##### Record set #####

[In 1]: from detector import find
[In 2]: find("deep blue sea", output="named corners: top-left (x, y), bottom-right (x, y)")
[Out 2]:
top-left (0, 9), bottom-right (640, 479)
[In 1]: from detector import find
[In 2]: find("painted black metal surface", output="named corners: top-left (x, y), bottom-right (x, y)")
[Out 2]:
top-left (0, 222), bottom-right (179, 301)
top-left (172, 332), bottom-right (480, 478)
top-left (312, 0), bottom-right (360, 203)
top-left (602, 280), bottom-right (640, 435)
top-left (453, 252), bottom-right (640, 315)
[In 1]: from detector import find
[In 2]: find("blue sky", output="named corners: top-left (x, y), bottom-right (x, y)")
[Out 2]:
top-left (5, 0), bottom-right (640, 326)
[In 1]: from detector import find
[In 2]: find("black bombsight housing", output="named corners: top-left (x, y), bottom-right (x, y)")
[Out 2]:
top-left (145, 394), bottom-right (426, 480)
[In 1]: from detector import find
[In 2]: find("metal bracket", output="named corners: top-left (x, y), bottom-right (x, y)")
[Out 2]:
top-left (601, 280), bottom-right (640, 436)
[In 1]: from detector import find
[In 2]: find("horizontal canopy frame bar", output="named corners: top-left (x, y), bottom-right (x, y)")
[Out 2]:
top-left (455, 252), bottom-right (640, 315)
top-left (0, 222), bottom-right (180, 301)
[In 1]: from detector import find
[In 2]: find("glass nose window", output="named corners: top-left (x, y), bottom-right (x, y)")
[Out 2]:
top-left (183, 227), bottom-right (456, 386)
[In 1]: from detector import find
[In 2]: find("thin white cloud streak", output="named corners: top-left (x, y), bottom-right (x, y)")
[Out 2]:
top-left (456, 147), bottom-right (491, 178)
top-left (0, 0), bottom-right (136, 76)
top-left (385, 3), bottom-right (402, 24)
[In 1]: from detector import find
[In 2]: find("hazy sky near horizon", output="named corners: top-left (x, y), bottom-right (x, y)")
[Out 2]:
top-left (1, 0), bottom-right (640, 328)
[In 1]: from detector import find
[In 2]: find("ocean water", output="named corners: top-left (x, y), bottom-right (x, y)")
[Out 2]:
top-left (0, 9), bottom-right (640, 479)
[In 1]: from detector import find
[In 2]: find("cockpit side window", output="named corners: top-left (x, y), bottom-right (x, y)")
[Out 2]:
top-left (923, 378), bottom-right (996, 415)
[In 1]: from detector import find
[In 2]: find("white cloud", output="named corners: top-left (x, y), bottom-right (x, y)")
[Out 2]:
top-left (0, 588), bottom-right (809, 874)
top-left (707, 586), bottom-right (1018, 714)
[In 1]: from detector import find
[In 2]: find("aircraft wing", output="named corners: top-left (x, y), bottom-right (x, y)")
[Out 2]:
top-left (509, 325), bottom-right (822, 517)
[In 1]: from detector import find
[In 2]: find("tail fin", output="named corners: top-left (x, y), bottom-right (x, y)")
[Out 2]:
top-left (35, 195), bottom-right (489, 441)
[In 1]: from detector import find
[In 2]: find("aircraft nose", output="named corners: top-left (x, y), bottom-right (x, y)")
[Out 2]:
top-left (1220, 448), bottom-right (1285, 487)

#####

**Problem requirements:**
Which lines in the entries above contain the string "cloud"? Copy each one, treating case as significant.

**Solution:**
[In 2]: find("thin white cloud streak", output="named corners: top-left (x, y), bottom-right (x, y)")
[In 2]: find("white cloud", output="named corners: top-left (x, y), bottom-right (x, y)")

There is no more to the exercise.